--- BEGIN ---
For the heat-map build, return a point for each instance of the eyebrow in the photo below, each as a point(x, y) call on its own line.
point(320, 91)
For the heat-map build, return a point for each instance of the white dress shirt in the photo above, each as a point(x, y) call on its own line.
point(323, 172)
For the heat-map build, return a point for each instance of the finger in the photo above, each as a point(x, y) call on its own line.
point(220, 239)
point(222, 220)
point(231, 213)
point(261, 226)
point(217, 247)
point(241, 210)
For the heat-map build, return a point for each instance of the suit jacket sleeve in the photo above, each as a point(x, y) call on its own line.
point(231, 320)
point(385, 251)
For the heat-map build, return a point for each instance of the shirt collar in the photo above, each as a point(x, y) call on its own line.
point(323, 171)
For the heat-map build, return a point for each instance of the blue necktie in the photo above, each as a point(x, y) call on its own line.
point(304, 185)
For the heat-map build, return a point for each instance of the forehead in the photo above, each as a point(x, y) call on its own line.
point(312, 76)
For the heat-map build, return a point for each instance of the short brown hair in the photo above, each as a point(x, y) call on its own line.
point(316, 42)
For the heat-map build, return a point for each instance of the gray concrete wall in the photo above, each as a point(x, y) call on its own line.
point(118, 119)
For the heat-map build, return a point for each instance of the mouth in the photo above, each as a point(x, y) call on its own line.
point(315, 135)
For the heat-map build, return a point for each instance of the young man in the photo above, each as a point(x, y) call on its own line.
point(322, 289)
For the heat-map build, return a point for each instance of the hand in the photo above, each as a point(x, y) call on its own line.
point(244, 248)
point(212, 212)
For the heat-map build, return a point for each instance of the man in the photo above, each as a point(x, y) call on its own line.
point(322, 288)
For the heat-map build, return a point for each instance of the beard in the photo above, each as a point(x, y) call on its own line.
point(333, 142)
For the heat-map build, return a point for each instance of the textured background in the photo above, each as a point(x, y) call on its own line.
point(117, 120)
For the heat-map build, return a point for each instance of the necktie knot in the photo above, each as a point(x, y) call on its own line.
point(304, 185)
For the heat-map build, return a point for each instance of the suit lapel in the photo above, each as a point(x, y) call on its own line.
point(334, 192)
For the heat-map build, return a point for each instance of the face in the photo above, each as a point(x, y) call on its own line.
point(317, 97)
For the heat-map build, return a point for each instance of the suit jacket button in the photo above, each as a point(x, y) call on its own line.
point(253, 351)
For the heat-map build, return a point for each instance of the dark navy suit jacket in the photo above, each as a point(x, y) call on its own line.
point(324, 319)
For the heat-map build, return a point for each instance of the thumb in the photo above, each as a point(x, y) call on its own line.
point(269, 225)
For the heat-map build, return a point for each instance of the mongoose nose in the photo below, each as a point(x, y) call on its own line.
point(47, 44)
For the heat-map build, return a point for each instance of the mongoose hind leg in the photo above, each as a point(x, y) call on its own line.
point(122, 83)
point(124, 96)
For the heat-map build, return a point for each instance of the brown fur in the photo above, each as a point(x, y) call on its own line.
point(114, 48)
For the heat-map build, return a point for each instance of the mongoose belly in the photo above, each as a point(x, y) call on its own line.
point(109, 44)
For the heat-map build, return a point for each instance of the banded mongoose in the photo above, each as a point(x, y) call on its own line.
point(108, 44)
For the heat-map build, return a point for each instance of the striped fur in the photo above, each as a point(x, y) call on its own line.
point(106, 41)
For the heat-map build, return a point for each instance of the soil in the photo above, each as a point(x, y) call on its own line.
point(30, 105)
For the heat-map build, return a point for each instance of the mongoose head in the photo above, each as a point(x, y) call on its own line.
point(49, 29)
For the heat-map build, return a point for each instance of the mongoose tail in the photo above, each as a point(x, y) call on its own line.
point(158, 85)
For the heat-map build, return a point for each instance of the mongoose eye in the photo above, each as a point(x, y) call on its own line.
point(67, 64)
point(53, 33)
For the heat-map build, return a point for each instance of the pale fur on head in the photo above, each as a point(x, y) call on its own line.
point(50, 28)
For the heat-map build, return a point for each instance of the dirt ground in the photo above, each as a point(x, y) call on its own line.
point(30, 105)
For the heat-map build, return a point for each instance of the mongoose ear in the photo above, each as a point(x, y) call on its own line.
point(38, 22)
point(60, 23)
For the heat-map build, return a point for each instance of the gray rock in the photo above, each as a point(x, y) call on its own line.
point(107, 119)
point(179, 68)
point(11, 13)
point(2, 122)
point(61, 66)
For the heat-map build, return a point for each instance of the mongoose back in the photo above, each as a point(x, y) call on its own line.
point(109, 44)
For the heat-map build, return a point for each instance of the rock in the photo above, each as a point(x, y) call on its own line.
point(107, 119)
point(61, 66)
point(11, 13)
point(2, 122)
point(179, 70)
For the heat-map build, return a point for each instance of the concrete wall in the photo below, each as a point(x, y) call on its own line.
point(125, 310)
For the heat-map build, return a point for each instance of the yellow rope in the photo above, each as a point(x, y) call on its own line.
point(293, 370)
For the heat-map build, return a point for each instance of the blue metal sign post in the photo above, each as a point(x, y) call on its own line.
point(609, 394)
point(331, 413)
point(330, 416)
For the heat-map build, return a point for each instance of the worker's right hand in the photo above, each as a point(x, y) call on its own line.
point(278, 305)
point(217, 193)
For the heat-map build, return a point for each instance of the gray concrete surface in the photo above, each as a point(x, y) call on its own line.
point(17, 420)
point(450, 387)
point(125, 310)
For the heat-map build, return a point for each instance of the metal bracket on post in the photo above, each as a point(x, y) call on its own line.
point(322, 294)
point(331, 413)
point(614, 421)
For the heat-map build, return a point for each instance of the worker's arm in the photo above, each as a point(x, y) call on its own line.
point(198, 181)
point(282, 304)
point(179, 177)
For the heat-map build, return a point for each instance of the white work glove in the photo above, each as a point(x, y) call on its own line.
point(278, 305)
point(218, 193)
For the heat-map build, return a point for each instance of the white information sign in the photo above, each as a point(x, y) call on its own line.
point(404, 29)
--- END ---
- Work to complete -
Print all of the data above again, every line unchanged and in the same order.

- Exercise response -
For the heat-map build, return a point for each instance of the eyebrow in the photo below, each as a point(x, y) call on its own line.
point(320, 91)
For the heat-map build, return a point for each instance of the white dress shirt in the photo above, each as a point(x, y) call on its own line.
point(323, 172)
For the heat-map build, return a point for each instance of the finger in the photo above, each as a point(x, y) call on its own line.
point(220, 239)
point(222, 220)
point(231, 213)
point(261, 226)
point(217, 247)
point(241, 210)
For the heat-map build, return a point for each instance of the suit jacket sleeve in the photo above, each as a point(x, y) call on its own line.
point(231, 320)
point(385, 251)
For the heat-map build, return a point for each instance of the shirt collar in the photo above, each as a point(x, y) call on its own line.
point(323, 171)
For the heat-map build, return a point for each instance of the blue necktie in the photo above, each as a point(x, y) call on its own line.
point(304, 185)
For the heat-map build, return a point for each instance of the forehead in the photo above, each as a point(x, y) call on its own line.
point(312, 76)
For the heat-map build, return a point for each instance of the short brown hair in the photo above, each as a point(x, y) call on its own line.
point(316, 42)
For the heat-map build, return a point for each instance of the gray concrete wall in the photo above, each as a point(x, y) call on its own line.
point(118, 119)
For the heat-map build, return a point for each instance of the mouth in the photo above, each as a point(x, y) call on its own line.
point(315, 135)
For the heat-map build, return a point for each instance of the young man in the photo above, each as a point(x, y) call on its own line.
point(322, 289)
For the heat-map build, return a point for each instance of the hand in the photo above, each as a point(x, y) call on its own line.
point(244, 248)
point(212, 212)
For the heat-map build, return a point for each instance of the man in the photo above, each as a point(x, y) call on its own line.
point(322, 288)
For the heat-map build, return a point for each instance of the beard in the photo above, each as a point(x, y) call on its own line.
point(333, 142)
For the heat-map build, return a point for each instance of the textured background in the photo above, each as a point(x, y) call on its own line.
point(117, 120)
For the heat-map build, return a point for each instance of the necktie knot in the photo above, each as a point(x, y) call on its own line.
point(304, 185)
For the heat-map build, return a point for each instance of the suit lapel in the photo above, each as a point(x, y) call on its own line.
point(334, 192)
For the heat-map build, return a point for each instance of the face in the photo above, each as a point(x, y) call on its own line.
point(317, 97)
For the heat-map build, return a point for each instance of the suit jacket button in the photo above, each as a point(x, y) call on its own line.
point(253, 351)
For the heat-map build, return a point for each instance of the dark navy suit jacket in the photo above, each as a point(x, y) call on its own line.
point(324, 319)
For the heat-map build, return a point for each instance of the thumb in the photo above, each as a point(x, y) call on its own line.
point(269, 225)
For the heat-map build, return a point for each instance of the mongoose nose in the photo below, each as a point(x, y) call on its own line.
point(47, 44)
For the heat-map build, return a point for each instance of the mongoose hind leg in the photo above, each as a point(x, y) call on its own line.
point(122, 83)
point(124, 96)
For the heat-map build, return a point for each instance of the brown fur in the photo above, each as a point(x, y) call on its own line.
point(114, 48)
For the heat-map build, return a point for each instance of the mongoose belly in the photo above, each as a point(x, y) call on its own line.
point(109, 44)
For the heat-map build, return a point for each instance of the banded mongoose in the photo above, each as a point(x, y) call on its own line.
point(108, 44)
For the heat-map build, return a point for each instance of the striped fur in the photo above, each as a point(x, y) call on its own line.
point(106, 41)
For the heat-map build, return a point for each instance of the soil in the photo above, each as a point(x, y) call on its own line.
point(30, 105)
For the heat-map build, return a point for each instance of the mongoose head in the photo above, each as a point(x, y) call on its own line.
point(49, 29)
For the heat-map build, return a point for each instance of the mongoose tail in the photo above, each as a point(x, y) call on its own line.
point(158, 85)
For the heat-map build, return a point for each instance of the mongoose eye in the photo above, each as a point(x, y) call on its own line.
point(67, 64)
point(53, 33)
For the heat-map build, return a point for each instance of the pale fur on head in the photo above, each as a point(x, y) call on its own line.
point(50, 28)
For the heat-map build, return a point for each instance of the dirt ground in the photo above, each as a point(x, y) call on its own line.
point(30, 105)
For the heat-map build, return a point for each instance of the mongoose ear in the photo above, each as a point(x, y) call on its own line.
point(38, 22)
point(60, 23)
For the heat-map build, return a point for each instance of the gray rock in the photo above, each as a point(x, y) call on its own line.
point(107, 119)
point(179, 68)
point(11, 13)
point(2, 122)
point(61, 66)
For the heat-map build, return a point for each instance of the mongoose back in the photo above, each as a point(x, y) call on its own line.
point(109, 44)
For the heat-map build, return a point for each instance of the rock in the photo above, each as a point(x, y) call on its own line.
point(107, 119)
point(61, 66)
point(11, 13)
point(2, 122)
point(179, 70)
For the heat-map build, return a point for each instance of the concrete wall in the photo below, each as a point(x, y) call on its own line.
point(125, 310)
For the heat-map build, return a point for each instance of the yellow rope in the photo above, each as a point(x, y) call on its own line.
point(293, 370)
For the heat-map build, return a point for each instance of the blue metal sign post in the photo above, each as a point(x, y) call on its own line.
point(609, 394)
point(331, 413)
point(330, 416)
For the heat-map build, return a point for each instance of the worker's right hand in the photo above, each as a point(x, y) call on its own line.
point(278, 305)
point(217, 193)
For the heat-map build, return a point for each instance of the gray concrete surface in the photo above, each as a point(x, y) call on its own line.
point(17, 420)
point(450, 387)
point(125, 310)
For the heat-map build, return a point for each instance of the metal bracket on post in the photo above, each as a point(x, y) call on its own line.
point(322, 294)
point(331, 413)
point(614, 421)
For the heat-map build, return a point for each instance of the worker's arm in the photo above, each as a point(x, y) call on its own line.
point(198, 181)
point(282, 304)
point(179, 177)
For the heat-map build, return a point for each instance of the white work glove in the photo above, each as a point(x, y) call on its own line.
point(278, 305)
point(218, 193)
For the heat-map build, return a point for each instance of the white information sign in the photo above, each as a point(x, y) call on its own line.
point(404, 29)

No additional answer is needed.